-- START --

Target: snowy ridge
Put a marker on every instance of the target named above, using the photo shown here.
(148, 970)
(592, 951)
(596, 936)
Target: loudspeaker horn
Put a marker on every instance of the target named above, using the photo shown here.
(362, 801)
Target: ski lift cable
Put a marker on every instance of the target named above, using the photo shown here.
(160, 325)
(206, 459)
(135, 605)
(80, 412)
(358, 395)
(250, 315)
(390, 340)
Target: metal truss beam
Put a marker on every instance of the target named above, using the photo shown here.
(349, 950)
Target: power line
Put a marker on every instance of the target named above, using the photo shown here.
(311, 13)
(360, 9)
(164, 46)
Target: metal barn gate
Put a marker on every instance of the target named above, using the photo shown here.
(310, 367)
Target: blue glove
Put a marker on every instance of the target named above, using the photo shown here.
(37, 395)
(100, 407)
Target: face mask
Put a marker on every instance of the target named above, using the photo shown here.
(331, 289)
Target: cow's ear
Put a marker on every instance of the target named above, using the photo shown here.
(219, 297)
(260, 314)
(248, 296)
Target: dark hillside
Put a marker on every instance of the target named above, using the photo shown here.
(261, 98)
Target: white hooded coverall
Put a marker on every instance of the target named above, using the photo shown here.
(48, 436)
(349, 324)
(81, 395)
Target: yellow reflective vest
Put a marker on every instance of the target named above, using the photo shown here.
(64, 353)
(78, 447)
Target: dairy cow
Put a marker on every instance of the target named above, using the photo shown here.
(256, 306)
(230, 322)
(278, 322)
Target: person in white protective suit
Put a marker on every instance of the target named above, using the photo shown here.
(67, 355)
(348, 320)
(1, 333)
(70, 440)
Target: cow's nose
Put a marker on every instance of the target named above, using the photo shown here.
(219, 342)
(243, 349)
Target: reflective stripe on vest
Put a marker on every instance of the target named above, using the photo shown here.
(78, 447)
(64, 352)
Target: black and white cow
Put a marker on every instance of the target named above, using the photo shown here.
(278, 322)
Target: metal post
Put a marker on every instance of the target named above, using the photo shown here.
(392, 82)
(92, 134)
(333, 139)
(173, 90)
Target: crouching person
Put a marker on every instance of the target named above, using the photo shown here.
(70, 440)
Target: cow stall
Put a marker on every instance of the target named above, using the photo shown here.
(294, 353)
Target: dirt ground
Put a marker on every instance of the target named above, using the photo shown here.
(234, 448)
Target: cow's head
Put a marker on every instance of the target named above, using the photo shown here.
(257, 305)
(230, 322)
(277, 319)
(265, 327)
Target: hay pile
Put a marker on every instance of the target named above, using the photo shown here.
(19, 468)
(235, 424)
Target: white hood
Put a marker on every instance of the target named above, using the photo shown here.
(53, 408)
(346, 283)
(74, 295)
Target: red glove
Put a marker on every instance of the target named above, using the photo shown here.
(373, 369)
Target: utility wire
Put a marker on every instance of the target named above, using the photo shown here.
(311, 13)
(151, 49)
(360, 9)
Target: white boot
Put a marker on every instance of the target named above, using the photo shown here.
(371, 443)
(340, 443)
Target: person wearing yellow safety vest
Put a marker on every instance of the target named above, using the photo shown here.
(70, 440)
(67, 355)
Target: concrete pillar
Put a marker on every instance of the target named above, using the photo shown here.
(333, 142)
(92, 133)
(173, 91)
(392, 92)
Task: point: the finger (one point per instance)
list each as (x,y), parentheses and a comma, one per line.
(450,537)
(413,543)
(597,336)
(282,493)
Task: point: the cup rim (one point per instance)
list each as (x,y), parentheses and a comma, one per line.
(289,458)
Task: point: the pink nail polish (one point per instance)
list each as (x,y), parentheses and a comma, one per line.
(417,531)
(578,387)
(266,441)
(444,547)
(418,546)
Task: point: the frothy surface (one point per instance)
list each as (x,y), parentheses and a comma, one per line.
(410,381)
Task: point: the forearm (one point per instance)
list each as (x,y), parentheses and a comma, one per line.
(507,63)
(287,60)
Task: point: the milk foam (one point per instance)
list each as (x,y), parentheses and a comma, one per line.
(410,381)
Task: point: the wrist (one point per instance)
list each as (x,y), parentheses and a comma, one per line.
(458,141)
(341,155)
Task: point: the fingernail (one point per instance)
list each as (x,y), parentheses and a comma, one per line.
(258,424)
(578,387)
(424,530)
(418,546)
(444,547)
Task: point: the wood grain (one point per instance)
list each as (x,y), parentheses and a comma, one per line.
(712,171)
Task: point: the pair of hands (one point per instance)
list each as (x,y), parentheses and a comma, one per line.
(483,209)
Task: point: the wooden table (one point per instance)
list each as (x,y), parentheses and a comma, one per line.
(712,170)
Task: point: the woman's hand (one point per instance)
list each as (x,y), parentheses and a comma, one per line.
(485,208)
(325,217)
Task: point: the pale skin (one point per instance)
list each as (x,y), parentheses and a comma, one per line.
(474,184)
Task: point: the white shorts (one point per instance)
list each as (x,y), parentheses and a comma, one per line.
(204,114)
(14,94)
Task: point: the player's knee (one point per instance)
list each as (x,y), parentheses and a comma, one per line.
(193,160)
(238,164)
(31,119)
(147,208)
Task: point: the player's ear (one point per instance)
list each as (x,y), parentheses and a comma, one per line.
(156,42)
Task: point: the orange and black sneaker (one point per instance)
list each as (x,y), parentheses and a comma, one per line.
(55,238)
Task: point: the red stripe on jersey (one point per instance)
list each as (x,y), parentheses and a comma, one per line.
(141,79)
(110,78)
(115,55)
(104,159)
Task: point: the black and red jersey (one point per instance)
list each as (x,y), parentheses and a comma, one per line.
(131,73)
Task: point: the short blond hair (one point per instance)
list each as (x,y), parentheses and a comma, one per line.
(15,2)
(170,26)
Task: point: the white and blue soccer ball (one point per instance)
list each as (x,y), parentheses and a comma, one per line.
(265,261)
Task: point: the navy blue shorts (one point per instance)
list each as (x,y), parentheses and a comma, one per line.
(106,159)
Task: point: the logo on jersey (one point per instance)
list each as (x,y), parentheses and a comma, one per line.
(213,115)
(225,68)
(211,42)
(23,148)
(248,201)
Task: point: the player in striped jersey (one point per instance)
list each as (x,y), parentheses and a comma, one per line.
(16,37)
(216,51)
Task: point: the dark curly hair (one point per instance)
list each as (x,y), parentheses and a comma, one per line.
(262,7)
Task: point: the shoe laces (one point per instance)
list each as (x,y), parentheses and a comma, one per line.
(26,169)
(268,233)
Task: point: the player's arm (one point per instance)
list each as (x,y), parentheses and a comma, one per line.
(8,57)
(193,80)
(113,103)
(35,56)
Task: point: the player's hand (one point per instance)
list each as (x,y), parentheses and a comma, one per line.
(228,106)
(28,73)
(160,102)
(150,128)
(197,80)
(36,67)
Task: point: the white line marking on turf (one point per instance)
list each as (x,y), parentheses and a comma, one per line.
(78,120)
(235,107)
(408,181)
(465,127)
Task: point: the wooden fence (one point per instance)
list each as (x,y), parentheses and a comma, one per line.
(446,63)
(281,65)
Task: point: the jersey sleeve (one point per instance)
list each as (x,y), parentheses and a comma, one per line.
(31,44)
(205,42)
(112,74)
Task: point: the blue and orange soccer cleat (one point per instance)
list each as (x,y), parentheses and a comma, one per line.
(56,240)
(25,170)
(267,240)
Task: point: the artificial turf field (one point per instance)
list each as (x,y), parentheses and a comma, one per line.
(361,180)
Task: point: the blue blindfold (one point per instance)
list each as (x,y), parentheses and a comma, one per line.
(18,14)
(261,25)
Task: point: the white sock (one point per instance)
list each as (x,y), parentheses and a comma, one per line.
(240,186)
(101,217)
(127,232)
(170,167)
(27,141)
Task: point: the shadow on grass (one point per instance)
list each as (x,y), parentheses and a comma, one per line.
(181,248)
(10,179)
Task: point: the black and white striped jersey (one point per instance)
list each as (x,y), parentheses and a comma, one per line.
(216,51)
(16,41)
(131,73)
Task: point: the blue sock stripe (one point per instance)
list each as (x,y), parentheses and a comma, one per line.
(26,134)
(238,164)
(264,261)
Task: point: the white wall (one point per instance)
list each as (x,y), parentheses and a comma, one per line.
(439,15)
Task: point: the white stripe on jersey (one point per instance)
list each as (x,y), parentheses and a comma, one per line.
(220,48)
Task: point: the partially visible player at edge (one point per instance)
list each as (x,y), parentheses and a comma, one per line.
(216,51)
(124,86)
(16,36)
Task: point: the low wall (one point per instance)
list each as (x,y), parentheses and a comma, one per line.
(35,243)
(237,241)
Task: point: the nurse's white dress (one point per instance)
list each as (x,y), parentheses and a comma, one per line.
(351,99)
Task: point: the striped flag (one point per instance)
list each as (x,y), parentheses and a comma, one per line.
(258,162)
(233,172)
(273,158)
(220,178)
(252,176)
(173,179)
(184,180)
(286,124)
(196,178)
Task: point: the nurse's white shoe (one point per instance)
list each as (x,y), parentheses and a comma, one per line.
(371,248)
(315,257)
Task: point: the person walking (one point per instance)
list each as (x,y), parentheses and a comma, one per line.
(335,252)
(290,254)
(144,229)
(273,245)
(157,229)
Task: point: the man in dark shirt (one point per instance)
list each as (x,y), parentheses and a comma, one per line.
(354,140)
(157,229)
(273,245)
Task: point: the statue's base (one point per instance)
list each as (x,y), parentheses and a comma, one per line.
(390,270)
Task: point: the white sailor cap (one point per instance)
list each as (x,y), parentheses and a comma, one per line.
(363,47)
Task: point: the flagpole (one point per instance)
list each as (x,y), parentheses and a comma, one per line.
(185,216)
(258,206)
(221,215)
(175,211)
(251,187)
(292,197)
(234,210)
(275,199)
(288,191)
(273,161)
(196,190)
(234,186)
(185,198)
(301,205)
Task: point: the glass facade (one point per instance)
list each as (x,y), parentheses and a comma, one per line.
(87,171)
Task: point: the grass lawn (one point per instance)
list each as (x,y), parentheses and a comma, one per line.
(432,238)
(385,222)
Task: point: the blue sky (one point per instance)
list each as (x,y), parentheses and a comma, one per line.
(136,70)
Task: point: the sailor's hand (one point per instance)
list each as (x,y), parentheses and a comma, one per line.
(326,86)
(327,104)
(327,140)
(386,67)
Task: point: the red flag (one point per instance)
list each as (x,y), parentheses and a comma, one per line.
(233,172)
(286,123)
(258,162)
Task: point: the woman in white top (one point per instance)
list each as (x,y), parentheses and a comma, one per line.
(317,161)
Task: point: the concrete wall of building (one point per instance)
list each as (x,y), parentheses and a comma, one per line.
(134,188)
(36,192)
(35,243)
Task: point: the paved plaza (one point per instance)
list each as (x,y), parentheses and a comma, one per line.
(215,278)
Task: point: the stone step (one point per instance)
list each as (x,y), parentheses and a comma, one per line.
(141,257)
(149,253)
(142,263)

-- END --

**Challenge**
Your task is to return, exactly and on their own, the lines from the one containing "Task: point: the glass" through the last line of the listing.

**Solved exercise**
Task: point: the glass facade (one point per instance)
list each as (x,y), parentheses and a comma, one per line.
(87,171)
Task: point: the grass lawn (one point per instance)
list each as (x,y), parentheses and a comma, one per line.
(432,238)
(385,222)
Task: point: the blue sky (one point per instance)
list each as (x,y), parentheses and a comma, one per line.
(136,70)
Task: point: the sailor's hand (one point per instance)
list each as (x,y), parentheses and a comma, one per line.
(326,86)
(327,104)
(327,140)
(386,67)
Task: point: the red flag (one point per instance)
list each as (x,y), parentheses and a comma, one per line.
(233,172)
(286,123)
(258,162)
Task: point: the woman in white top (one point per instance)
list each as (x,y), parentheses and a comma, one per line.
(317,161)
Task: point: the concrete wall of building (one point per instance)
list each as (x,y), parentheses and a comma, one per line.
(134,188)
(36,192)
(35,243)
Task: point: the paved plaza (one point per instance)
list each as (x,y), parentheses and a comma, one per line.
(215,278)
Task: point: the stone step (one point per instance)
list each as (x,y), parentheses and a comma, one per line.
(141,257)
(149,253)
(142,263)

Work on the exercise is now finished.